#### Article
..........
TINY HOUSE TOUR: 5 Designs Tips for Building Your Own Great Cozy Cabin

This original cozy cabin that led the way to my an online building course that’s helped hundreds of people around the world build their own beautiful tiny house.

Have you ever dreamed of owning a beautiful, affordable tiny house? Perhaps one you built yourself with your own hands? This article is the story of how my son Robert and I did more than just dream when he got the idea to build a cozy cabin in the woods for himself back when he was 18 in 2008. That’s the cabin below and it’s now an easy-to-keep, full-time home where he lives with his wife Edyta and their daughter, Lily. We turned this experience into an online course – called Cozy Cabin – that has helped hundreds of people around the world to make their cabin dreams come true. This article is about five design features that make any building like this especially nice to live in. But first, click below to take a video tour of Robert’s place. As you’ll see, Robert is pretty proud of his place and just finishing a little addition.

  • Reading Time = 5 1/2 minutes
  • Video#1 Watch Time = 12 minutes
  • Video#2 Watch Time = 1 3/4 minutes

Smaller Can Be Better

The tiny house movement is growing around the world, mostly because people want homes that are more affordable and easier to maintain, either as a full-time residence or as a cabin by the lake. The thing is, most tiny houses miss the boat in important ways. The trick is design and construction that feels completely authentic and high quality. For that you need an approach with lots of visible solid wood, classic lines, and details that make it comfortable and cozy year-round. That’s what Robert and I set out to do at our place here on Manitoulin Island, Canada, and people all over the world are following our example with the online course I created around this project.

Are you a contractor? Software exists to make it faster, easier and more accurate to create bids on projects. There are also online services that make it easy to create a construction estimate.

Tiny House Detail#1: A Front Porch

This is the front porch on the cozy cabin tiny house we built here at our place. It’s small but very useful as a semi-sheltered transition zone between indoors and outdoors.

I figure that an open porch is a must-have feature for any cabin, and the porch in our design is a simple extension of the roof. Rough-cut posts and beams form the structure that supports the open roof simply, with no hidden places for critters to crawl in and hide. We joined the timbers with a hidden system of metal fasteners that look just like traditional joinery, but are easier to build with – ideal for beginners.

Tiny House Detail#2: A Loft

So many roofs are framed with trusses these days, but this makes attic spaces useless and it hides potential beauty. Rafters, like the ones here, are much better in this application because they create a completely open loft area like you see above. The loft provides more than just a place for storage or sleeping. It also creates that all-important “cabin look” that involves no traditional ceiling. Installing openable skylights in the roof allows excellent ventilation, light and much cooler summer temperatures upstairs.
..........
#### Problem 1
Restate the records starting with the line containing "Please identify the glass" and continuing through the line containing "(1012, 209)", keeping the requests unchanged and multiplying every coordinate in the answers by 1.9, rounded to the nearest whole number with halves rounded up.

#### Given data
..........
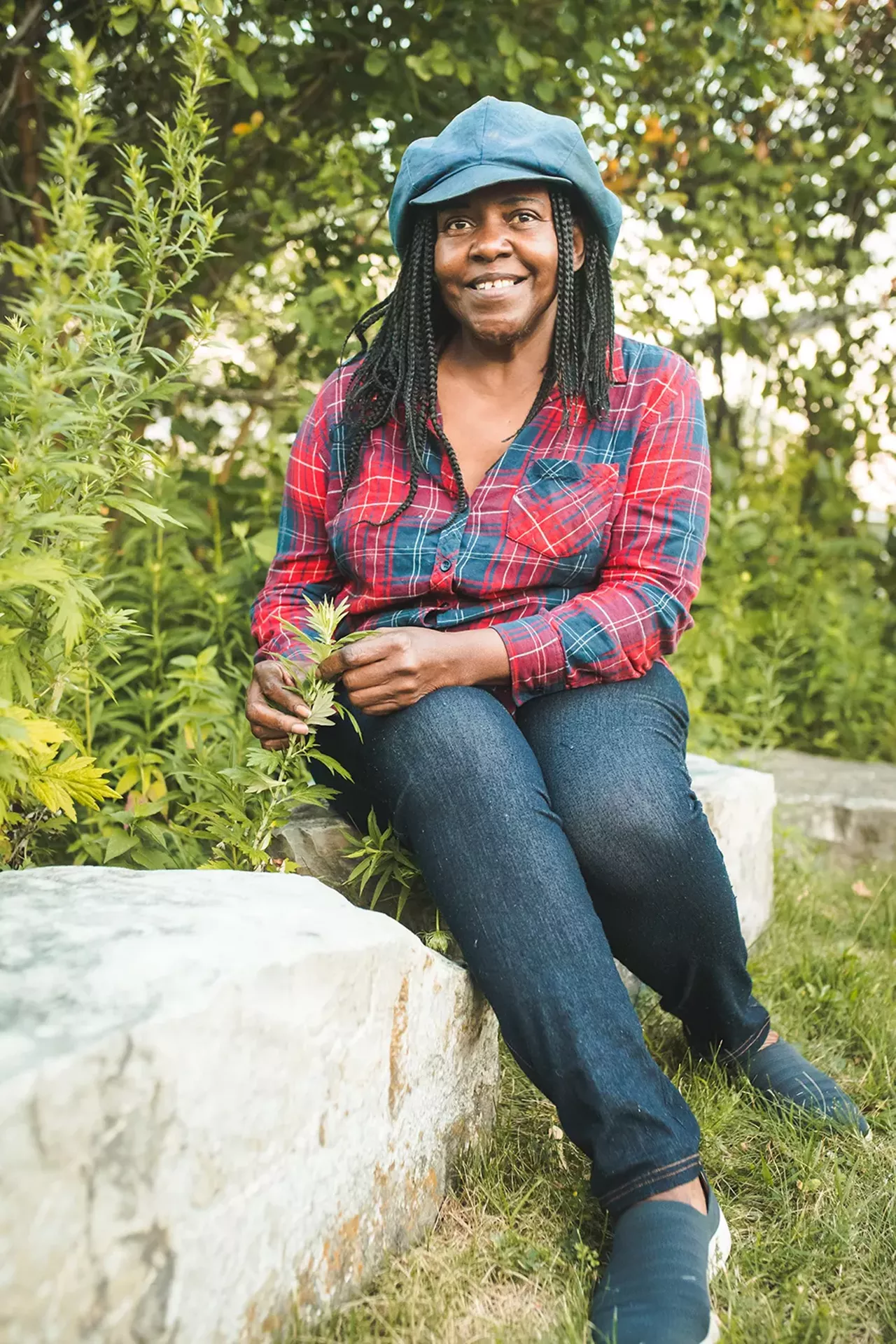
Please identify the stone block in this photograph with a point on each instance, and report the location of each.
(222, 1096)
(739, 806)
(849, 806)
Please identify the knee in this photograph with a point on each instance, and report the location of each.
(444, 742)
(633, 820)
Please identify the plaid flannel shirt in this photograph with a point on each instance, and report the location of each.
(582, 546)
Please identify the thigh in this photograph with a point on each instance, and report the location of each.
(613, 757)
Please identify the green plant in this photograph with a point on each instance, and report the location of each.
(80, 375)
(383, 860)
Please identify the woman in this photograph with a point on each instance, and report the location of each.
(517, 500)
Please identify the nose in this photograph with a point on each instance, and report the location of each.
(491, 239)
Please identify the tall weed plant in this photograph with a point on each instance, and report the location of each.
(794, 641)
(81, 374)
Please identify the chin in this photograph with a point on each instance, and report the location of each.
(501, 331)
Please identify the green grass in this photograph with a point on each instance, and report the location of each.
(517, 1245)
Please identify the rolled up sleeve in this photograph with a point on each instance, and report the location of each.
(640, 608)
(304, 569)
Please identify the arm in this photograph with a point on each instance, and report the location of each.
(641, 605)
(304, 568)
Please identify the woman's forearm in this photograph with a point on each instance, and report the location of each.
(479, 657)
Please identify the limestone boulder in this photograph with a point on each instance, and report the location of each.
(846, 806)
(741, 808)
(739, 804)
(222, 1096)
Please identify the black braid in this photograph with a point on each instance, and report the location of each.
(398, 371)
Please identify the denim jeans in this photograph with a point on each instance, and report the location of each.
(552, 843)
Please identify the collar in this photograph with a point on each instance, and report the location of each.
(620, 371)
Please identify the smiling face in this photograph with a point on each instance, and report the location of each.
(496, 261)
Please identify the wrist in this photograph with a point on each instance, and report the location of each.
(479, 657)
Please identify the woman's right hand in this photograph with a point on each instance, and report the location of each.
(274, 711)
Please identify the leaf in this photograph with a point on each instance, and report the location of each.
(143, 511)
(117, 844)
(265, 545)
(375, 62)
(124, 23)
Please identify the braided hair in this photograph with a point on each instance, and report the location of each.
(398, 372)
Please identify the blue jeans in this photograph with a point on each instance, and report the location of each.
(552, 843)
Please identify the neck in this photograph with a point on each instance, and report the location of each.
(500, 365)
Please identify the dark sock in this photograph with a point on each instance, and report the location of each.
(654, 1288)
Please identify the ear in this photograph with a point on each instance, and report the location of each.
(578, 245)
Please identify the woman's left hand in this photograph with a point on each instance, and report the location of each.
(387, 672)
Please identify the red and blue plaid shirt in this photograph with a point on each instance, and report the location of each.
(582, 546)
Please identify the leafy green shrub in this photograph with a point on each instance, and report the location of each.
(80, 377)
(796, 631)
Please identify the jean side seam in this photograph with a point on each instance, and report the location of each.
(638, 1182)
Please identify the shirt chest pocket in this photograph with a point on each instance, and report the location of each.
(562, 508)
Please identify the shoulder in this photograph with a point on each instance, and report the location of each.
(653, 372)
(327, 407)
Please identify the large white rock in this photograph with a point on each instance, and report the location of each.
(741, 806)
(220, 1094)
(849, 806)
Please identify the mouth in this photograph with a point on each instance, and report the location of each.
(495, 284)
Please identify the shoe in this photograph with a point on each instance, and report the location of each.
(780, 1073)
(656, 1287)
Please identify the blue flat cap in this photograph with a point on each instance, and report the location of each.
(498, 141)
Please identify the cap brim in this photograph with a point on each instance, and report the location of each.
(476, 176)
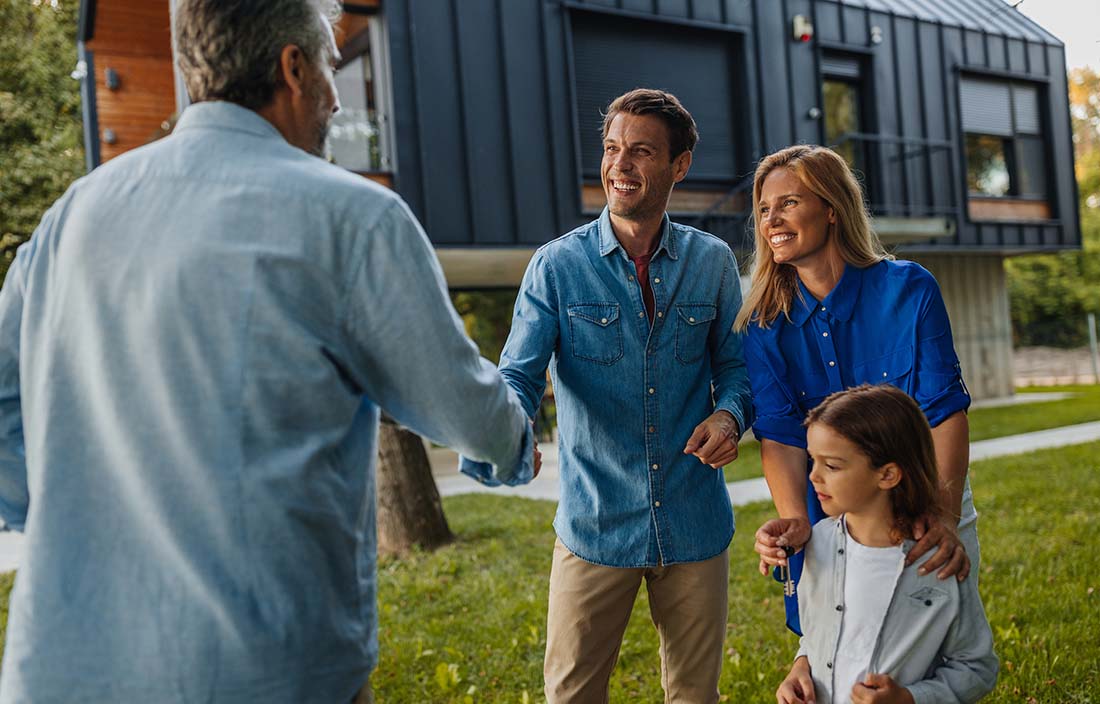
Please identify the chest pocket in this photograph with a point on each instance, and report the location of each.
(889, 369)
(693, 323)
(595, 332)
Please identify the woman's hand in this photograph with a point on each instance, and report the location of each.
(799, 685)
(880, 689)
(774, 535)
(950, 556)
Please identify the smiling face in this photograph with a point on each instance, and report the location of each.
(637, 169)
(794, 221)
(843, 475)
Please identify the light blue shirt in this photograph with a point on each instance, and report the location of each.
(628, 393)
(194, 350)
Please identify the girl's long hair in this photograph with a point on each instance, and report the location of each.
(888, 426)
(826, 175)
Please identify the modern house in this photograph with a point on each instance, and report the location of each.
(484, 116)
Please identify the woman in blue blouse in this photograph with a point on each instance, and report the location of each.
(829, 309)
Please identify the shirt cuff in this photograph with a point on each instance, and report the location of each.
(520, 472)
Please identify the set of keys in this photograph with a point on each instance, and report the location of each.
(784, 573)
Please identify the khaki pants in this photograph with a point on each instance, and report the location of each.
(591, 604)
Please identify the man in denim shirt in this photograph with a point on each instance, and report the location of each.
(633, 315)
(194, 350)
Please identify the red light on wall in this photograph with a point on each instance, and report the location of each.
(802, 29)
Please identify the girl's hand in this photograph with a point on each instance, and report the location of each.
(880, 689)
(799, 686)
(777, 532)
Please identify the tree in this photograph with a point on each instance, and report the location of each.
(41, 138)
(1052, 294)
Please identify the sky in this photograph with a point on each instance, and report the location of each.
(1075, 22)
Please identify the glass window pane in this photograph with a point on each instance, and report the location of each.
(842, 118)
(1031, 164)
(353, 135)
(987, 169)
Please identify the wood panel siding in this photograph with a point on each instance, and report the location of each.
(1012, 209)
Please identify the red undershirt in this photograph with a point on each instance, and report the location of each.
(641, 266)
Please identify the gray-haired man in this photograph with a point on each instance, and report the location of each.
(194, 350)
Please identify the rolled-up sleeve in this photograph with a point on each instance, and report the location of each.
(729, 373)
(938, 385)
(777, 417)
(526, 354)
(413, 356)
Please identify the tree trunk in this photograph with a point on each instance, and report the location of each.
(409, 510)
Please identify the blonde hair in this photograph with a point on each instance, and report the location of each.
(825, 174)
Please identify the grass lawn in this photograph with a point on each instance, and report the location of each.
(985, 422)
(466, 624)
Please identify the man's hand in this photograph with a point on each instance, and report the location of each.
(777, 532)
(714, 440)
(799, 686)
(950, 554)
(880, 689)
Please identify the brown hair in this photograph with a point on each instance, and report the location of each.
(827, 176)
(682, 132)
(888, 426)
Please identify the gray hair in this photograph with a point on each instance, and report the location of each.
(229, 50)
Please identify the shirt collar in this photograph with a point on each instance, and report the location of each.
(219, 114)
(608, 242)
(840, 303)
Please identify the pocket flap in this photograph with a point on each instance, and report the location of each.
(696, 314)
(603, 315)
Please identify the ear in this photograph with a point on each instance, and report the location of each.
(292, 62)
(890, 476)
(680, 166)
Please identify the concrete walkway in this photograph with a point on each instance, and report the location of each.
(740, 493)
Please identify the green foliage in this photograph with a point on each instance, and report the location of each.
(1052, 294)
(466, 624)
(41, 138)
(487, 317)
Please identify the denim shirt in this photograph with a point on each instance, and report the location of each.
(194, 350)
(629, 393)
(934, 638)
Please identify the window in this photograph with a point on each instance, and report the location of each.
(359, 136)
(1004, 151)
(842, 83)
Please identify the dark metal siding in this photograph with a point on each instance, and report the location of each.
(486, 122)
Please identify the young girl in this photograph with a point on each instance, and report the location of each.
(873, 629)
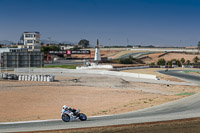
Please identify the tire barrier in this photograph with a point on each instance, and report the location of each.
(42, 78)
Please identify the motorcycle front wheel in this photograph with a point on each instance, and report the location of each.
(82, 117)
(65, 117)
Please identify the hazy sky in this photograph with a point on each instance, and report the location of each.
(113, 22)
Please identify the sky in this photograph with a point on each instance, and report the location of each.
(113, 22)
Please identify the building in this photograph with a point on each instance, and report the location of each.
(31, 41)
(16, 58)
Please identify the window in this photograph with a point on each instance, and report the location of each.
..........
#### Problem 2
Transcribe the passage of the tiny house article starting with "Tiny House Detail#1: A" and continuing through "ideal for beginners.".

#### Exercise solution 1
Please identify the glass window pane in this photograph with a point on each instance, and report the location of each.
(1600, 224)
(1959, 312)
(671, 257)
(1875, 321)
Please identify the wood panel siding in this photograph with a point on each instance, and report the location of each.
(1923, 397)

#### Exercise solution 2
Tiny House Detail#1: A Front Porch

This is the front porch on the cozy cabin tiny house we built here at our place. It’s small but very useful as a semi-sheltered transition zone between indoors and outdoors.

I figure that an open porch is a must-have feature for any cabin, and the porch in our design is a simple extension of the roof. Rough-cut posts and beams form the structure that supports the open roof simply, with no hidden places for critters to crawl in and hide. We joined the timbers with a hidden system of metal fasteners that look just like traditional joinery, but are easier to build with – ideal for beginners.